YOUR INSTRUCTIONS:
Please copy the lines below from the line with "Place a point on every instance of the stepped" up to and including the line with "pixel 22 103", and give nothing else. Leave the requests and their sample coordinates unchanged, but multiply each answer's pixel coordinates by 1.4 and round them to whole numbers, with halves rounded up.

SOURCE DATA:

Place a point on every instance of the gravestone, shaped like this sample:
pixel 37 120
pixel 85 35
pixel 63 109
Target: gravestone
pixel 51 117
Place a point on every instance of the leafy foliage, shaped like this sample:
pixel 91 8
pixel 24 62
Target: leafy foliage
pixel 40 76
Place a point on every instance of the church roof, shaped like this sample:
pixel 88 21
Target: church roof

--

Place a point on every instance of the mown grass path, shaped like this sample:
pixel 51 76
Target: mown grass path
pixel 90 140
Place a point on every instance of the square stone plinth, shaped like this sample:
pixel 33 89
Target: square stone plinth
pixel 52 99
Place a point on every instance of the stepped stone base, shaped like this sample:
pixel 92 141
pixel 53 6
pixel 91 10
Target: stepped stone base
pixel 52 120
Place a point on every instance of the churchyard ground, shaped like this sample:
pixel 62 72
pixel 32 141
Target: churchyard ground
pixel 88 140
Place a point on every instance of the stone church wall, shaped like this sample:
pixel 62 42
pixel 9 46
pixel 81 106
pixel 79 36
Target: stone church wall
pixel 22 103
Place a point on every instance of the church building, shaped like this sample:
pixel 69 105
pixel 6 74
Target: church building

WRITTEN ANSWER:
Place a point on every instance of the stepped stone base, shaped like this sample:
pixel 92 141
pixel 53 6
pixel 91 10
Target: stepped stone base
pixel 73 168
Place a point on every instance of the churchyard ground, shaped like this sample:
pixel 62 72
pixel 32 141
Target: churchyard ground
pixel 123 196
Place a point on every instance of the stone church wall, shaped like this sample:
pixel 62 42
pixel 9 46
pixel 81 106
pixel 79 36
Target: stone church wall
pixel 31 144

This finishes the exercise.